== Extrait ==
Dès sa prise de fonction, Dominique Desseigne engage une transformation profonde. Il rachète en 1998 le Fouquet’s, symbole d’un virage stratégique vers la restauration haut de gamme. Il investit dans la modernisation des établissements historiques, notamment à Deauville et Cannes, et développe une politique d’expansion internationale, avec des ouvertures au Maroc et en Suisse.

En 2004, il fait entrer Accor dans le capital pour accompagner cette croissance. Les résultats suivent : en 2007, le chiffre d’affaires du groupe franchit le seuil symbolique du milliard d’euros. Barrière devient la première entreprise française de casinos, avec un positionnement résolument haut de gamme.

Premiers revers : vie privée exposée, réputation écornée

Mais à mesure que son pouvoir grandit, les tensions personnelles et les controverses publiques commencent à fragiliser sa position. En 2009, il est publiquement impliqué dans une affaire de paternité avec Rachida Dati, ancienne garde des Sceaux. Il refuse le test ADN ordonné par la justice, qui le reconnaît finalement comme le père de la petite Zohra. L’affaire, très médiatisée, détériore son image.

== Matériel fourni ==
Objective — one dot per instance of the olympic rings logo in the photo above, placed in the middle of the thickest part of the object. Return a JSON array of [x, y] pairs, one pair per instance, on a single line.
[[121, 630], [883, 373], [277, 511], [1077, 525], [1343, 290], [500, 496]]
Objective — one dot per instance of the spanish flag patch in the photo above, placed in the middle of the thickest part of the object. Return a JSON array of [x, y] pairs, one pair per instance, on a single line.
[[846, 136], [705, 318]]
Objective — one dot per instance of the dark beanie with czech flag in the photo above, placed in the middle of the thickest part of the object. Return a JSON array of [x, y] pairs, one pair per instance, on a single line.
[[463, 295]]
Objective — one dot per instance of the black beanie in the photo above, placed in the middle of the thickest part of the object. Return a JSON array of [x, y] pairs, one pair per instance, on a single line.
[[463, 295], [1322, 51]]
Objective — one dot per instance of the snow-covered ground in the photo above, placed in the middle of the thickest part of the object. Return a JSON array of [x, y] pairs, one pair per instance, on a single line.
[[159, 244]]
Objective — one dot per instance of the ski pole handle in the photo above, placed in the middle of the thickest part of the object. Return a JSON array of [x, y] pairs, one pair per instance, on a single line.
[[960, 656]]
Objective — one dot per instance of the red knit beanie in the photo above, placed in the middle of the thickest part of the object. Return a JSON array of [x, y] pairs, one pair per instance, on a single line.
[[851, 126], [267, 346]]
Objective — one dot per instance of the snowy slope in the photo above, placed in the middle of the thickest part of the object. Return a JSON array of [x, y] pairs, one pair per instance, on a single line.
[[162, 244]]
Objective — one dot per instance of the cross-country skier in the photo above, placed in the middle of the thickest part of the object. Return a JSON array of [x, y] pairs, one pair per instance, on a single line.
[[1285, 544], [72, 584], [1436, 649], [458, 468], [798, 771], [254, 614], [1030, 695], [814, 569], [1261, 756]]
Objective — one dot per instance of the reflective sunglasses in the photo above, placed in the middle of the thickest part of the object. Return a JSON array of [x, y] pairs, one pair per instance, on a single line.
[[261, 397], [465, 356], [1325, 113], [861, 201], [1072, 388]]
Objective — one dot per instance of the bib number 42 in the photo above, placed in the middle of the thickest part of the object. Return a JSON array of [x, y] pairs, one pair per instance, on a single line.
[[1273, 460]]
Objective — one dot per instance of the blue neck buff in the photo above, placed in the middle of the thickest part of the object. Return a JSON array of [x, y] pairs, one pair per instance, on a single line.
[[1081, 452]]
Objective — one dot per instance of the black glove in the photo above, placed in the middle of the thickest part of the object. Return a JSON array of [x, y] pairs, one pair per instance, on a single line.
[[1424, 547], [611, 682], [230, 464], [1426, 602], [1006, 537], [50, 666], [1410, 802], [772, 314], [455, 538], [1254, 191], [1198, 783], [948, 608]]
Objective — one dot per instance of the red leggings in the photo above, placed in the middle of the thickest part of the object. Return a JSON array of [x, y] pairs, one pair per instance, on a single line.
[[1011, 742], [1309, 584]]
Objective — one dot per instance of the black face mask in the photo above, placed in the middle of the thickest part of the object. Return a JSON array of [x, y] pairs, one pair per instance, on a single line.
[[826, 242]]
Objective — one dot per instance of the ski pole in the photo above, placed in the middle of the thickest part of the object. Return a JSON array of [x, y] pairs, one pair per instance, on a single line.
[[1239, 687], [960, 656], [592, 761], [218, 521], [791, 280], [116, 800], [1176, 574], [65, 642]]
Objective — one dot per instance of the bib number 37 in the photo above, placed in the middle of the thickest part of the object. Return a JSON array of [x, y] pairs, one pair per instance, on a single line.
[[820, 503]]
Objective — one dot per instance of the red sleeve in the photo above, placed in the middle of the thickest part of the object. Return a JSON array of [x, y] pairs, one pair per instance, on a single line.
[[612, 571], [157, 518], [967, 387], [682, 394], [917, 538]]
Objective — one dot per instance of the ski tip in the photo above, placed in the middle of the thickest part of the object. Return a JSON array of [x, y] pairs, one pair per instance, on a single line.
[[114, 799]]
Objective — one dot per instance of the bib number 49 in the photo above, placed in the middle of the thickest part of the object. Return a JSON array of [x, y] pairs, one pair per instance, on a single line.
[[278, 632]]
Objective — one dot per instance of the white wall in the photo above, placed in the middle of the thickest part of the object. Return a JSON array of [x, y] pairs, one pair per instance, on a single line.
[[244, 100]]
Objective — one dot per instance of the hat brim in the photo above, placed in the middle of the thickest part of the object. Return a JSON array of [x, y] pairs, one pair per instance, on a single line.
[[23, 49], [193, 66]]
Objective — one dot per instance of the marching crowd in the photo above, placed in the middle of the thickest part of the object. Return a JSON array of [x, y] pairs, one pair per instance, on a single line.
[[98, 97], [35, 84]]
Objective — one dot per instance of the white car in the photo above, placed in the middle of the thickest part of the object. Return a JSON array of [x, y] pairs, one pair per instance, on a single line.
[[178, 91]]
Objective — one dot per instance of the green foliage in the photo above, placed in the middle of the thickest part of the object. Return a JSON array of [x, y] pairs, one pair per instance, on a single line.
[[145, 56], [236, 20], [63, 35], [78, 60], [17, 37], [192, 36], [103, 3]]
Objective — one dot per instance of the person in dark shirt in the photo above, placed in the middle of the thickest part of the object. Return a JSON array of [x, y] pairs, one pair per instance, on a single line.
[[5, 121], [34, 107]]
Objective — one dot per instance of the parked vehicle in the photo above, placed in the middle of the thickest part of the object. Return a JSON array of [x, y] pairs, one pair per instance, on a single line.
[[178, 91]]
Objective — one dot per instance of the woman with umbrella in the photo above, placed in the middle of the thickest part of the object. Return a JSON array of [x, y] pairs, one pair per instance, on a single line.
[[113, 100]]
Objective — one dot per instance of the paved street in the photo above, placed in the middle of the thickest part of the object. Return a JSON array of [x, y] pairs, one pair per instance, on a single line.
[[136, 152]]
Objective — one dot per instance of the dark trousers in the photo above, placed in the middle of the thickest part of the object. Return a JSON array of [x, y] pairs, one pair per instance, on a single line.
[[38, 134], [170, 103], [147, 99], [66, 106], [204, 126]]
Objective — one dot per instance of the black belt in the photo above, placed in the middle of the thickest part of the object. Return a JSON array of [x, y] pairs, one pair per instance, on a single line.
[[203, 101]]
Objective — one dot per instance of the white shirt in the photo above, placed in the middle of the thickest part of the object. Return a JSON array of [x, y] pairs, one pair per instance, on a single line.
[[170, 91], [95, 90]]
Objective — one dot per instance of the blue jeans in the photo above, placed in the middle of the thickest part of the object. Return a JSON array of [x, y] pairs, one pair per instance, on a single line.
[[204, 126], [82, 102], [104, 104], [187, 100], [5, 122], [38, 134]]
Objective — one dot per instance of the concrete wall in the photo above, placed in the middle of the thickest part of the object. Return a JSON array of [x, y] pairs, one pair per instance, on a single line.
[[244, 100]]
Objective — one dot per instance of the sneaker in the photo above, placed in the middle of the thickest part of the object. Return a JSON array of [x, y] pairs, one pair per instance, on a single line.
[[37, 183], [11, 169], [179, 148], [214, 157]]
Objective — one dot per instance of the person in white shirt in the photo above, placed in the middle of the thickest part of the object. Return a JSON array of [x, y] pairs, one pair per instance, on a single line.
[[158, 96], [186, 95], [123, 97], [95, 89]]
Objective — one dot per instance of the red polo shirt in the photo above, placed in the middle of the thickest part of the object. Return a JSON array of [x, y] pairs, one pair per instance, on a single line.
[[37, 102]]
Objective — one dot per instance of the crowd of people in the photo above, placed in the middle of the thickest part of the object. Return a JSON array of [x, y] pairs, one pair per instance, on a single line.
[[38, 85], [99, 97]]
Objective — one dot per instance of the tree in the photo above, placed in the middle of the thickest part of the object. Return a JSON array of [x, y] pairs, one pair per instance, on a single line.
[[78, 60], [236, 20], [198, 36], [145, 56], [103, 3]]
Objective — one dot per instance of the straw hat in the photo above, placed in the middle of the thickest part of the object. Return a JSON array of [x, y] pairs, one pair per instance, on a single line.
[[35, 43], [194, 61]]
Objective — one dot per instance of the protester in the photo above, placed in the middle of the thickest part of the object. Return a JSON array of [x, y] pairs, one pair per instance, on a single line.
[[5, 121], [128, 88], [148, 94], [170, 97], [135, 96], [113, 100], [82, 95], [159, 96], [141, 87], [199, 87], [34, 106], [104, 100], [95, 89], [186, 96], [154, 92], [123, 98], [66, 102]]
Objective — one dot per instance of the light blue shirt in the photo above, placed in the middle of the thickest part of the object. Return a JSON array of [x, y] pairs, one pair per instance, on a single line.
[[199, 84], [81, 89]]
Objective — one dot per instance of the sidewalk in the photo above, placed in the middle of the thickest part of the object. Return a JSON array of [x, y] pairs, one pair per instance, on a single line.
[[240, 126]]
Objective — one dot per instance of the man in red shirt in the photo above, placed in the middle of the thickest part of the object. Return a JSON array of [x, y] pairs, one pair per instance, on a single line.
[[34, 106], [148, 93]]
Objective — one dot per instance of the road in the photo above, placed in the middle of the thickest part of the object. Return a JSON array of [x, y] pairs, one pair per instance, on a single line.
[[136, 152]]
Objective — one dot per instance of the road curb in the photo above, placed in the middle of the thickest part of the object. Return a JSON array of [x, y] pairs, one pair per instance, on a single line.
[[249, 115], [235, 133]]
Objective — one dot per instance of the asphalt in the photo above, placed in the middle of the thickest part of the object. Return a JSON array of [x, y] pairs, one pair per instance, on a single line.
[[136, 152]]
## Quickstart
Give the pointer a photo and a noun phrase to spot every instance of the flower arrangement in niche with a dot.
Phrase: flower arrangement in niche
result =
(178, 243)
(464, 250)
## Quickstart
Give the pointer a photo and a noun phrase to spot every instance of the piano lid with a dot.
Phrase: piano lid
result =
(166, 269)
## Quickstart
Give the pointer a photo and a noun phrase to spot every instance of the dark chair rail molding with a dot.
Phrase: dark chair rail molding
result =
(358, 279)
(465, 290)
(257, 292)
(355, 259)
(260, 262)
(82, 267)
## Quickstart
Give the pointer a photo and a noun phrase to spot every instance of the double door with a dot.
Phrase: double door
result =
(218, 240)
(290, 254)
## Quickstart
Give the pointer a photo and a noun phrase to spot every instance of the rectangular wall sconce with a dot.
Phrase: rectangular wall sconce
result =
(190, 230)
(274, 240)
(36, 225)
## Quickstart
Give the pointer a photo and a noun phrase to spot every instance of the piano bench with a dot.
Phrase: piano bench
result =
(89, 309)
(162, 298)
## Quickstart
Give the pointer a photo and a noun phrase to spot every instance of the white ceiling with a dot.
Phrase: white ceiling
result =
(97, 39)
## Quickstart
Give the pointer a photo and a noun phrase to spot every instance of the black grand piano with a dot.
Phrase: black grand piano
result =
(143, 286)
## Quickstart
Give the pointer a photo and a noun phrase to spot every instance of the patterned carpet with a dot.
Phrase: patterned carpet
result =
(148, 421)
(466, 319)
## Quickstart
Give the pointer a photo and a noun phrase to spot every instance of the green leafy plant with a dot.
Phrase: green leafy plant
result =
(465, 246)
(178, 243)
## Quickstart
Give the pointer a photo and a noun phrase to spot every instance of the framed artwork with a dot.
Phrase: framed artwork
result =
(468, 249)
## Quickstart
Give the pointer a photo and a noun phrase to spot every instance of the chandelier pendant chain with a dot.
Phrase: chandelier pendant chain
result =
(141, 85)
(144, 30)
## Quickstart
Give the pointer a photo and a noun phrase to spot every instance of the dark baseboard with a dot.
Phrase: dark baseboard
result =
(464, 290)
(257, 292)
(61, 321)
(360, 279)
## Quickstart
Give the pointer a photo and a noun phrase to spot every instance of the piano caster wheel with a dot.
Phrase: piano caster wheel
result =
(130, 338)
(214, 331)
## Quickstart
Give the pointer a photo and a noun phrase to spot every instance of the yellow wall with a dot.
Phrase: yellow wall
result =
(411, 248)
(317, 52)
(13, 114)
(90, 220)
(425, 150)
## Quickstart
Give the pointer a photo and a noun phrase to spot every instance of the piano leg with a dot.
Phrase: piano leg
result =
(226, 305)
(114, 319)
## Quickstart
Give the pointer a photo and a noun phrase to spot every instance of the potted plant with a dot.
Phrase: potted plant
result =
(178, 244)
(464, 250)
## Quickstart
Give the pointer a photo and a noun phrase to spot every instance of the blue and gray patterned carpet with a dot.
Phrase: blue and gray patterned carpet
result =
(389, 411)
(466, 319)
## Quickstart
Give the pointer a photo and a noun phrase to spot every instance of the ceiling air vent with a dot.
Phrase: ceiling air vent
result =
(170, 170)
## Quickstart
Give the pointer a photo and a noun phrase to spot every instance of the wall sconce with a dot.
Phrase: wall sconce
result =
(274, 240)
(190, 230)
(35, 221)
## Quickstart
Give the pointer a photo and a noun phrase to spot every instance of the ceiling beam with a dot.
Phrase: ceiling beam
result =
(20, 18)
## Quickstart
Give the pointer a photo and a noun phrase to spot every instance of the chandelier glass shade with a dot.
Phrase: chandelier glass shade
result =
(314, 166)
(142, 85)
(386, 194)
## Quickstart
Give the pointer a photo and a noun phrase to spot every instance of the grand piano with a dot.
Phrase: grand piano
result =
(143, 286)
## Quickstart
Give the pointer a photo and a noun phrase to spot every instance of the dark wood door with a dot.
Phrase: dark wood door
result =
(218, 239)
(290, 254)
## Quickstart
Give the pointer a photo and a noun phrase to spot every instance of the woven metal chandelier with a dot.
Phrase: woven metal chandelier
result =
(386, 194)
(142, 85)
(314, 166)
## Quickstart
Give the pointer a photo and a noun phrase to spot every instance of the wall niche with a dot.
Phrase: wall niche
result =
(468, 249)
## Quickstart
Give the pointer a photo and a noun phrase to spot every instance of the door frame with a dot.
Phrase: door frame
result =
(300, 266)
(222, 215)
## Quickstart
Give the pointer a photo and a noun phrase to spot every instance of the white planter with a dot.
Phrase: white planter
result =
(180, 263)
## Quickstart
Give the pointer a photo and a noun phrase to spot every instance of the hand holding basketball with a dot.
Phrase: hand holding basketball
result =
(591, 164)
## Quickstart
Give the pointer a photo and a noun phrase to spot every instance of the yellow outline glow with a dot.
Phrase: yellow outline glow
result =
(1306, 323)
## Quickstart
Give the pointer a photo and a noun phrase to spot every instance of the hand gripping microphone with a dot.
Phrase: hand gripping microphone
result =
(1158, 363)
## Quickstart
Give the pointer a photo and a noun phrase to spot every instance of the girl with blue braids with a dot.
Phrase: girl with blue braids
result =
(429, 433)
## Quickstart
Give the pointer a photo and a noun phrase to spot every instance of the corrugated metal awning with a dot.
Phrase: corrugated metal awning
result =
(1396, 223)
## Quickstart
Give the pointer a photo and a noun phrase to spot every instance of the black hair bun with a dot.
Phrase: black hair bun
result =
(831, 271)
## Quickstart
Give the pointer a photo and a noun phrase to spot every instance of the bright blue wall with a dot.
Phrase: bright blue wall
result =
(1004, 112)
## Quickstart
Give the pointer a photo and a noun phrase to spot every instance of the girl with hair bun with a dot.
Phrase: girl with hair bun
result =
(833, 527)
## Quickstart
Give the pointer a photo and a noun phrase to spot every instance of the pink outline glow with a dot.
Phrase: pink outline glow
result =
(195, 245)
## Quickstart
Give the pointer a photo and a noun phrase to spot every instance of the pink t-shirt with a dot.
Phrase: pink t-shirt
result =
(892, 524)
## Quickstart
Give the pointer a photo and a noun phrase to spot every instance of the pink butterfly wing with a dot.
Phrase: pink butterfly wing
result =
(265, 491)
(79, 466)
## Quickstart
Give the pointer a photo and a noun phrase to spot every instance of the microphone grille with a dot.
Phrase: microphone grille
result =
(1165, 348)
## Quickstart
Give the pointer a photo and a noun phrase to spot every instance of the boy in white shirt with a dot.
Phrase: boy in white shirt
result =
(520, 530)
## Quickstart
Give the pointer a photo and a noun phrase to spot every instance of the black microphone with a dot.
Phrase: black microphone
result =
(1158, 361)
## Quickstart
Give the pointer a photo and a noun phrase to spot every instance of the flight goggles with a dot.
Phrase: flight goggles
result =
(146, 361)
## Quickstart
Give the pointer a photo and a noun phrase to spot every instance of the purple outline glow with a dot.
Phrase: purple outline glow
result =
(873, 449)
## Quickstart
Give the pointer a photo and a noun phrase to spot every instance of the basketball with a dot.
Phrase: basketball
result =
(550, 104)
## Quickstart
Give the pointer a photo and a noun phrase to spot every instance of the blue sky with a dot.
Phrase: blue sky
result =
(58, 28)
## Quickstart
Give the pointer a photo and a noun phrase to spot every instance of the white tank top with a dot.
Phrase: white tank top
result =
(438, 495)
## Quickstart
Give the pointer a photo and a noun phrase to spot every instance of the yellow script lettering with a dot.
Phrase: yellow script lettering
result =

== Consigne A ==
Les affirmations suivantes concordent-elles avec l'extrait ? Répondez par oui ou non à chacune, en citant les mots exacts du texte qui tranchent. (i) Dominique Desseigne a racheté le Fouquet's en 1998. (ii) Accor est entré dans le capital en 2007. (iii) Dominique Desseigne a accepté le test ADN ordonné par la justice.
== Consigne B ==
D'après l'extrait, quel seuil le chiffre d'affaires du groupe franchit-il en 2007 ?
== Consigne C ==
Recopiez tout le passage de l'extrait depuis « En 2004, il » jusqu'à « résolument haut de gamme. » inclus.

== Réponse rédigée A ==
(i) Oui : « Il rachète en 1998 le Fouquet’s ».
(ii) Non : « En 2004, il fait entrer Accor dans le capital ».
(iii) Non : « Il refuse le test ADN ordonné par la justice ».

== Réponse rédigée B ==
Le seuil symbolique du milliard d'euros.

== Réponse rédigée C ==
En 2004, il fait entrer Accor dans le capital pour accompagner cette croissance. Les résultats suivent : en 2007, le chiffre d’affaires du groupe franchit le seuil symbolique du milliard d’euros. Barrière devient la première entreprise française de casinos, avec un positionnement résolument haut de gamme.